# Tarefas propostas
[a] Transcreva literalmente o trecho sobre a origem do feijão carioca, começando em "O instituto, também" e indo até "escolhido por Antunes.".
[b] Cite todas as linhas da listagem tal como aparecem, do início ao fim, sem alterar nenhum caractere.

# Trecho fornecido

Tomado pela curiosidade, Antunes levou um punhado de grãos para a mulher, Zezé, cozinhar. O resultado foi um feijão de cheiro aliciante e caldo consistente. Quem provava, aprovava. "Doei sementes para vários fazendeiros da região e todos tiveram a melhor reação", recorda. Sagaz, o jovem fazendeiro selecionou um saco de 30 quilos e o fez chegar ao Instituto Agronômico de Campinas, por intermédio de outro engenheiro agrônomo, Jacob Tosello, que viajava para visitar um irmão. Era o endereço ideal. Antunes relembra: "Vi que, se tivesse a chancela do Agronômico, o grão ia ser um sucesso. Como realmente foi."
O instituto, também conhecido por Iacê - da sigla IAC -, então um braço da Secretaria de Agricultura e Abastecimento do Estado de São Paulo, é uma glória da pesquisa agrícola no país. Foi fundado para aprofundar os estudos do café ainda em 1887, por iniciativa de D. Pedro II, dois anos antes de o imperador ser destronado. Os grãos enviados pelo fazendeiro de Ibirarema entraram oficialmente no Agronômico em 1º de agosto de 1966, já com o batismo de feijão carioca, nome escolhido por Antunes.
Embora tenha sido divulgado que esse batismo provenha de um porco de pele riscada criado na fazenda Bom Retiro, ou das listas das calçadas de Copacabana, semelhantes (com alguma boa vontade) às do feijão, o motivo é mais prosaico. Na época, trabalhavam em Ibirarema muitos lavradores vindos de Nova Friburgo, na Serra Fluminense. Vários deles tinham sardas no rosto, por descenderem de suíços-alemães e somarem à esta herança genética a exposição diária da pele alva aos efeitos do sol dos trópicos. Um desses migrantes, em especial, era o mais sardento: um lavrador apelidado de Carioca. "Por associação, chamávamos de carioca tudo o que tinha aparência pintada e rajada", recorda Antunes, agora arrependido do batismo gaiato. Fosse hoje, daria outro nome. "Feijão Antunes seria bem melhor", brinca. "Quem sabe eu teria ficado rico? Agora essas descobertas na agronomia rendem royalties."

# Listagem fornecida
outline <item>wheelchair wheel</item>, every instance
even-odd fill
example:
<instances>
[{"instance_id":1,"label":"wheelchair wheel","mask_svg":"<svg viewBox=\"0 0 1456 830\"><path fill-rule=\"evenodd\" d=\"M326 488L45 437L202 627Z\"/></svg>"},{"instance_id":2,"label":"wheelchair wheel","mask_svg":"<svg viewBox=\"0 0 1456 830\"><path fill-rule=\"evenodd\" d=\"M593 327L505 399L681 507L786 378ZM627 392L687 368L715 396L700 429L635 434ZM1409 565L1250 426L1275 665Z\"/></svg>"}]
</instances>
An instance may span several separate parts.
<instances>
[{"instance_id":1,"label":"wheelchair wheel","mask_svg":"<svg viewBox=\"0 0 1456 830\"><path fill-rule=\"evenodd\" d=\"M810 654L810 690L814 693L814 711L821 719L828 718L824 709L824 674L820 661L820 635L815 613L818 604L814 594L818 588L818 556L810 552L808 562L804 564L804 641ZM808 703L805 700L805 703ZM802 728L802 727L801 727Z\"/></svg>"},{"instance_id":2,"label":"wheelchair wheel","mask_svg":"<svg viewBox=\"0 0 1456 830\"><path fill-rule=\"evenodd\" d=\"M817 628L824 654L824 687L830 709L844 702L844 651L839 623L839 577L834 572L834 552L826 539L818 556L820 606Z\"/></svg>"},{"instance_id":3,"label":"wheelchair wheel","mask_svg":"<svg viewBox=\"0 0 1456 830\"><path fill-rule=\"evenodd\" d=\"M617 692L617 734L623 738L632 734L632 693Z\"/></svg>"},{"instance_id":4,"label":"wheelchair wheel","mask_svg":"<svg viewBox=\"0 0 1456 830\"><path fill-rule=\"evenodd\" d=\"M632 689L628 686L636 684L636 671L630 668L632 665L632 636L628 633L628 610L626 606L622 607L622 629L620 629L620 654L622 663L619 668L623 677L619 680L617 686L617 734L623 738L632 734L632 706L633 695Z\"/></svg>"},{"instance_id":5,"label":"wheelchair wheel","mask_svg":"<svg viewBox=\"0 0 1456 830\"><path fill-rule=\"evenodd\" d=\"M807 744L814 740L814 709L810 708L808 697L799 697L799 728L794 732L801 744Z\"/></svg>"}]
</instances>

# Respostas
[a]
O instituto, também conhecido por Iacê - da sigla IAC -, então um braço da Secretaria de Agricultura e Abastecimento do Estado de São Paulo, é uma glória da pesquisa agrícola no país. Foi fundado para aprofundar os estudos do café ainda em 1887, por iniciativa de D. Pedro II, dois anos antes de o imperador ser destronado. Os grãos enviados pelo fazendeiro de Ibirarema entraram oficialmente no Agronômico em 1º de agosto de 1966, já com o batismo de feijão carioca, nome escolhido por Antunes.

[b]
outline <item>wheelchair wheel</item>, every instance
even-odd fill
example:
<instances>
[{"instance_id":1,"label":"wheelchair wheel","mask_svg":"<svg viewBox=\"0 0 1456 830\"><path fill-rule=\"evenodd\" d=\"M326 488L45 437L202 627Z\"/></svg>"},{"instance_id":2,"label":"wheelchair wheel","mask_svg":"<svg viewBox=\"0 0 1456 830\"><path fill-rule=\"evenodd\" d=\"M593 327L505 399L681 507L786 378ZM627 392L687 368L715 396L700 429L635 434ZM1409 565L1250 426L1275 665Z\"/></svg>"}]
</instances>
An instance may span several separate parts.
<instances>
[{"instance_id":1,"label":"wheelchair wheel","mask_svg":"<svg viewBox=\"0 0 1456 830\"><path fill-rule=\"evenodd\" d=\"M810 654L810 690L814 693L814 711L821 719L828 718L824 709L824 674L820 661L820 635L815 613L818 604L814 594L818 588L818 556L810 552L808 562L804 564L804 641ZM808 703L805 700L805 703ZM802 728L802 727L801 727Z\"/></svg>"},{"instance_id":2,"label":"wheelchair wheel","mask_svg":"<svg viewBox=\"0 0 1456 830\"><path fill-rule=\"evenodd\" d=\"M817 628L824 654L824 687L830 709L844 702L844 651L839 623L839 577L834 572L834 552L826 539L818 556L820 606Z\"/></svg>"},{"instance_id":3,"label":"wheelchair wheel","mask_svg":"<svg viewBox=\"0 0 1456 830\"><path fill-rule=\"evenodd\" d=\"M617 692L617 734L623 738L632 734L632 693Z\"/></svg>"},{"instance_id":4,"label":"wheelchair wheel","mask_svg":"<svg viewBox=\"0 0 1456 830\"><path fill-rule=\"evenodd\" d=\"M632 689L628 686L636 684L636 671L630 668L632 665L632 636L628 633L628 610L626 606L622 607L622 629L620 629L620 654L622 663L619 668L623 677L619 680L617 686L617 734L623 738L632 734L632 706L633 695Z\"/></svg>"},{"instance_id":5,"label":"wheelchair wheel","mask_svg":"<svg viewBox=\"0 0 1456 830\"><path fill-rule=\"evenodd\" d=\"M807 744L814 740L814 709L810 708L808 697L799 697L799 728L794 732L801 744Z\"/></svg>"}]
</instances>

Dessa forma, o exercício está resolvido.